Every line of the data needs to be returned exactly.
(Beginning of Records shown)
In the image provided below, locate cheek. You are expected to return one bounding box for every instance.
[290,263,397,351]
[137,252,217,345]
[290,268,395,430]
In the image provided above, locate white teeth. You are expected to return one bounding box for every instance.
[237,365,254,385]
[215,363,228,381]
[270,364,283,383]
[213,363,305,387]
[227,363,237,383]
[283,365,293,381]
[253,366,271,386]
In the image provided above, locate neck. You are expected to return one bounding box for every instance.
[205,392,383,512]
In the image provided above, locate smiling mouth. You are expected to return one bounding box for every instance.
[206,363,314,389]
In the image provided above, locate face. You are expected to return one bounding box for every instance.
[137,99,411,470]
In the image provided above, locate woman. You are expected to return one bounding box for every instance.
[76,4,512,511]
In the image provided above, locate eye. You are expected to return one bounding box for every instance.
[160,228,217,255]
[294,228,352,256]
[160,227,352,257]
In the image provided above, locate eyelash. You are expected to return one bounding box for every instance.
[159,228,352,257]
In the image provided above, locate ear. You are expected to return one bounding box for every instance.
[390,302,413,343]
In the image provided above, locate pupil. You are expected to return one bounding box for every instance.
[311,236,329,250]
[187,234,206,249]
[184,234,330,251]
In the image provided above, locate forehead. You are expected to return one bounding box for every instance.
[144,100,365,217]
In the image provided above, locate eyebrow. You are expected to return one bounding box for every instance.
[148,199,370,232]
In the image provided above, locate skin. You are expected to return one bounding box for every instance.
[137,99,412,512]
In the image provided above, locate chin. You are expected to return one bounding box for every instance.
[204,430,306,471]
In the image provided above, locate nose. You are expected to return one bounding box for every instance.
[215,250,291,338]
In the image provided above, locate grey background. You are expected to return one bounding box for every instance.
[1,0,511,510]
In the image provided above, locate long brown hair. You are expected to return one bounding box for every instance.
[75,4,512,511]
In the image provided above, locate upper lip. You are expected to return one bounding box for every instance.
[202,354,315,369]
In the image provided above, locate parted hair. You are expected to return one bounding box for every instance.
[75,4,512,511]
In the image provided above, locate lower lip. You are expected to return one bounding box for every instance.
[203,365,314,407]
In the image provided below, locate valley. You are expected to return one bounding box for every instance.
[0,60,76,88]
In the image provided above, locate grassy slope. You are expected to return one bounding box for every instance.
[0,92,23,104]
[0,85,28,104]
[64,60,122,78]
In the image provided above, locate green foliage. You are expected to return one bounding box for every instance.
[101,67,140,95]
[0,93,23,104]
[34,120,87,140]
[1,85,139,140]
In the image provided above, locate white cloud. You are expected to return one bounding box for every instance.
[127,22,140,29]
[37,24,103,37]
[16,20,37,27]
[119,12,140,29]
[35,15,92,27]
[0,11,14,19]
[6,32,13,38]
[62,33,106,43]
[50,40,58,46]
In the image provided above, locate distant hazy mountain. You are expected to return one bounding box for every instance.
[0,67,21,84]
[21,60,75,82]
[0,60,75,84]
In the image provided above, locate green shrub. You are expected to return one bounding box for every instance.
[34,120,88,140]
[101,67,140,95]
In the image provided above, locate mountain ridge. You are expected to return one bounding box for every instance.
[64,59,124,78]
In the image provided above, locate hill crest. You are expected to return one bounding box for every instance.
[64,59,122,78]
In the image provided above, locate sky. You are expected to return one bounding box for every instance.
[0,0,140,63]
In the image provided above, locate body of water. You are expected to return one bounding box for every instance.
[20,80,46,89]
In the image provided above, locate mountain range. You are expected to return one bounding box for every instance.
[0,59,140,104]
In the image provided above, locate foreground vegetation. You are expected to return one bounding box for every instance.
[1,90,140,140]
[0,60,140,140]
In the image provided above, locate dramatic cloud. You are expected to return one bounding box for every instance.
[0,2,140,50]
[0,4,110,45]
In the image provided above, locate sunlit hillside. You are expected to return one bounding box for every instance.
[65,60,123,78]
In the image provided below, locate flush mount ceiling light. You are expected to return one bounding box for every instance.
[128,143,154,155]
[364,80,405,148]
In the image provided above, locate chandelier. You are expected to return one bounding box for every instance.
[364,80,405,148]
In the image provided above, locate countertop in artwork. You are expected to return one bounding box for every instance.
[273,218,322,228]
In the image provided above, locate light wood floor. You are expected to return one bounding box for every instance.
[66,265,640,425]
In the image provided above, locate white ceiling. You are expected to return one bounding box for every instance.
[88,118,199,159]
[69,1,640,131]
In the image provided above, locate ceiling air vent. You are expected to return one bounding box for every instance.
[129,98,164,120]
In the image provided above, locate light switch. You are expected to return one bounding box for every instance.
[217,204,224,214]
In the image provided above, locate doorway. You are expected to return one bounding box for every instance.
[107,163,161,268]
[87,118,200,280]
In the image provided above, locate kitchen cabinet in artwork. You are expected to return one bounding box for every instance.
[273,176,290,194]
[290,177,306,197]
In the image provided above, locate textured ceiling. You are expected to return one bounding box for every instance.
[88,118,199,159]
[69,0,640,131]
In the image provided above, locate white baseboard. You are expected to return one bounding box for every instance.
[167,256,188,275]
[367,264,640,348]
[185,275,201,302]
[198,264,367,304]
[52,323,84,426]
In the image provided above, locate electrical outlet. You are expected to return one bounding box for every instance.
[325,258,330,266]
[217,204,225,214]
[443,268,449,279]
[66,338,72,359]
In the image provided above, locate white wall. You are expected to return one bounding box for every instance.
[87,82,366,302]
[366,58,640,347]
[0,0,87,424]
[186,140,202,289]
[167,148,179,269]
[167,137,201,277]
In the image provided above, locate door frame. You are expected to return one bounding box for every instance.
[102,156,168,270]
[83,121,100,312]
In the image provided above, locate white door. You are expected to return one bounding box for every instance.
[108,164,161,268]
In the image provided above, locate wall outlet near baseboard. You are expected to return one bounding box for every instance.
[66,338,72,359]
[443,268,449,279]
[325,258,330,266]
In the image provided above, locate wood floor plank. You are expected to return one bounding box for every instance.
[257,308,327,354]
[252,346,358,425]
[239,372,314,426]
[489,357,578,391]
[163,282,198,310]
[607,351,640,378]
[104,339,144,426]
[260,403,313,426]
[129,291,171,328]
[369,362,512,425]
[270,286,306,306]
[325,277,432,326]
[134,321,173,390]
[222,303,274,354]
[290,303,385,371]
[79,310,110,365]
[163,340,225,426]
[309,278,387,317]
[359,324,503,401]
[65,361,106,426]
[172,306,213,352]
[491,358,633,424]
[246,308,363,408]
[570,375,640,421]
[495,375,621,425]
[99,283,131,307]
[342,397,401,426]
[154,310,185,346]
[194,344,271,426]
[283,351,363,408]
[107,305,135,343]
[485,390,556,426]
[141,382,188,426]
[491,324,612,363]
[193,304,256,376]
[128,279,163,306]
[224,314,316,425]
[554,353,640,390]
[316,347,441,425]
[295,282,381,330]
(End of Records shown)
Result
In the image provided below, locate cheek. You are expected to return one bounding box for every instance.
[290,263,397,351]
[137,252,217,345]
[290,268,395,430]
In the image provided above, locate white teeth. You are expected to return one bounding box for every instance.
[237,365,254,385]
[215,363,228,381]
[270,364,283,383]
[213,363,305,387]
[227,363,237,383]
[283,365,293,381]
[253,366,271,386]
In the image provided above, locate neck. You are expected to return one bounding box for every instance.
[205,392,383,512]
In the image provided above, locate smiling mouth. You are expected to return one bounding box for every instance.
[206,363,314,389]
In the image provided above, locate face. You are expected to return one bounding box for every instance.
[137,99,411,470]
In the image provided above, locate woman. You are expected to return one bounding box for every instance.
[76,4,512,511]
In the image provided above, locate eye. You are expected to return one bounding box for every instance.
[160,228,217,255]
[294,228,352,256]
[160,227,352,257]
In the image provided above, locate eyelash. You are expected to return one bounding box for every instance.
[159,228,352,257]
In the image provided above, locate ear. You are expected to return one bounding box for every instance.
[390,302,413,343]
In the image provided above, locate pupil. You are expected to return one bounding box for every instance.
[311,236,329,250]
[187,234,206,249]
[184,234,330,251]
In the image provided above, locate forehead. You are expected to return one bounding box for every instance.
[144,100,365,217]
In the image provided above, locate eyebrow. You are expected to return one bounding box for every instance.
[148,199,370,232]
In the image provided above, locate skin. You are expected to return one bounding box for every instance.
[137,99,412,512]
In the image provided above, locate chin. You are expected to return one bounding box for every instance.
[204,430,306,471]
In the image provided above, locate nose. You are expected to return one bounding box for every instance.
[215,250,291,338]
In the image provided above, locate grey background. You are expected to return one bounding box for every instance.
[1,0,511,510]
In the image provided above, locate long brown hair. You are expected to return one bounding box for every instance.
[75,4,512,511]
In the image provided above, locate upper lip. You are expected to return one bounding box for every instance.
[202,354,315,369]
In the image provided above, locate parted hair. You are expected to return one bounding box for every instance.
[75,4,512,511]
In the image provided above, locate lower lip. You are expected to return one bounding box for every instance.
[203,365,314,407]
In the image provided below, locate valley. You are expected to return one bounding box for every instance.
[0,60,76,88]
In the image provided above, locate grassy slope. You are expected to return one bounding box for every instance.
[0,92,23,104]
[0,85,28,104]
[64,60,122,78]
In the image provided above, locate green foliage. You are expected to return one bounding box for every instance.
[101,67,140,95]
[0,93,23,104]
[34,120,87,140]
[1,85,139,140]
In the image provided above, locate white cloud. You are expected to return one bounding box for every instance.
[127,22,140,29]
[37,24,103,37]
[16,20,37,27]
[119,12,140,29]
[35,15,92,27]
[0,11,14,19]
[6,32,13,38]
[62,33,106,43]
[50,40,58,46]
In the image provided above, locate distant hazy mountain. You are expected to return one bounding box for every instance.
[0,67,21,84]
[21,60,75,82]
[0,60,75,84]
In the image provided above, locate green shrub. You are expected to return one bounding box for every instance.
[34,120,88,140]
[101,67,140,95]
In the image provided above, locate mountain ridge. You are expected to return one bounding box for every instance.
[64,59,124,78]
In the image provided above, locate hill crest. You are expected to return one bounding box for every instance.
[64,59,122,78]
In the image provided above, locate sky. You are expected to return one bounding box for every instance.
[0,0,140,63]
In the image provided above, locate body of water. You are expected to return one bounding box for every instance.
[20,80,46,89]
In the image provided above, locate mountain range. You are expected to return one bounding box for every instance.
[0,59,140,104]
In the image provided above, locate foreground vegetation. You are expected to return one bounding box for every instance.
[1,90,140,140]
[0,60,140,140]
In the image provided above, locate dramatic cloud. You are expected to return one bounding box for every instance.
[0,2,140,50]
[0,4,110,45]
In the image provided above, locate sunlit hillside. You are expected to return one bounding box for every instance.
[65,60,123,78]
In the image provided below, locate flush mount ceiling light. You are expected to return one bounding box for every instance.
[128,143,154,155]
[364,80,405,148]
In the image provided above, locate chandelier. You are expected to return one bounding box for every instance.
[364,80,405,148]
In the image provided above, locate countertop in artwork. You are expected to return one bounding box for every instance.
[273,218,322,228]
In the image provided above, locate light wood floor. You are expected to return one bounding box for every instance.
[66,265,640,425]
In the image provided above, locate white ceiling. You are expected to return one bounding box for every instance.
[88,118,199,159]
[69,1,640,131]
In the image provided above, locate ceiling air vent. You are expected to return one bounding box for every instance.
[129,98,164,120]
In the image provided above, locate light switch. You are expected to return one bounding box for every instance.
[217,204,224,214]
In the image provided above, locate doorway. You are expected to return one bounding box for every instance.
[107,163,161,268]
[87,118,200,280]
In the image provided above, locate kitchen cabinet in artwork. You are expected to return one bounding box for every instance.
[273,176,290,194]
[290,177,306,197]
In the image provided above, locate textured ceiling. You are expected to return one bounding box for every instance.
[88,118,199,159]
[69,0,640,131]
In the image provided above, locate white baseboard. You are expected to return one bounding box for every instance.
[167,256,188,275]
[367,264,640,348]
[185,275,201,302]
[198,264,367,304]
[52,323,84,426]
In the image provided above, locate electrical outlet. You are expected to return one bounding box for every instance.
[325,258,330,266]
[217,204,225,214]
[443,268,449,279]
[66,338,72,359]
In the image provided above, locate white wall. You are expected to return one bounding box for every instance.
[87,82,366,302]
[366,58,640,347]
[0,0,87,424]
[186,140,202,289]
[167,148,179,269]
[167,137,201,277]
In the image provided above, locate door frame. You are expected to return one bounding box for every instance.
[102,156,168,270]
[83,121,100,312]
In the image provided above, locate white door. You are expected to return one bounding box for every instance.
[108,164,161,268]
In the image provided above, locate wall outlet near baseboard. You are expected to return one bounding box for every instance.
[66,338,72,359]
[443,268,449,279]
[325,258,330,266]
In the image provided above, locate wood floor plank. You are expected to return one bounding box for every instance.
[257,308,327,354]
[252,346,358,425]
[239,372,314,426]
[489,357,578,391]
[163,282,198,310]
[607,351,640,378]
[104,339,144,426]
[260,403,313,426]
[129,291,171,328]
[369,362,512,425]
[270,286,306,306]
[325,277,432,326]
[134,321,173,390]
[222,303,274,354]
[290,303,385,371]
[79,310,110,365]
[163,340,225,426]
[309,278,387,317]
[359,324,503,401]
[65,361,106,426]
[172,306,213,352]
[491,358,633,424]
[246,308,363,408]
[570,375,640,421]
[495,375,621,425]
[99,283,131,307]
[342,397,401,426]
[154,310,185,346]
[194,344,271,426]
[283,351,363,408]
[107,305,135,343]
[485,390,556,426]
[141,382,188,426]
[491,324,612,363]
[193,304,256,376]
[128,279,163,306]
[224,314,316,425]
[554,353,640,390]
[316,347,441,425]
[295,282,381,330]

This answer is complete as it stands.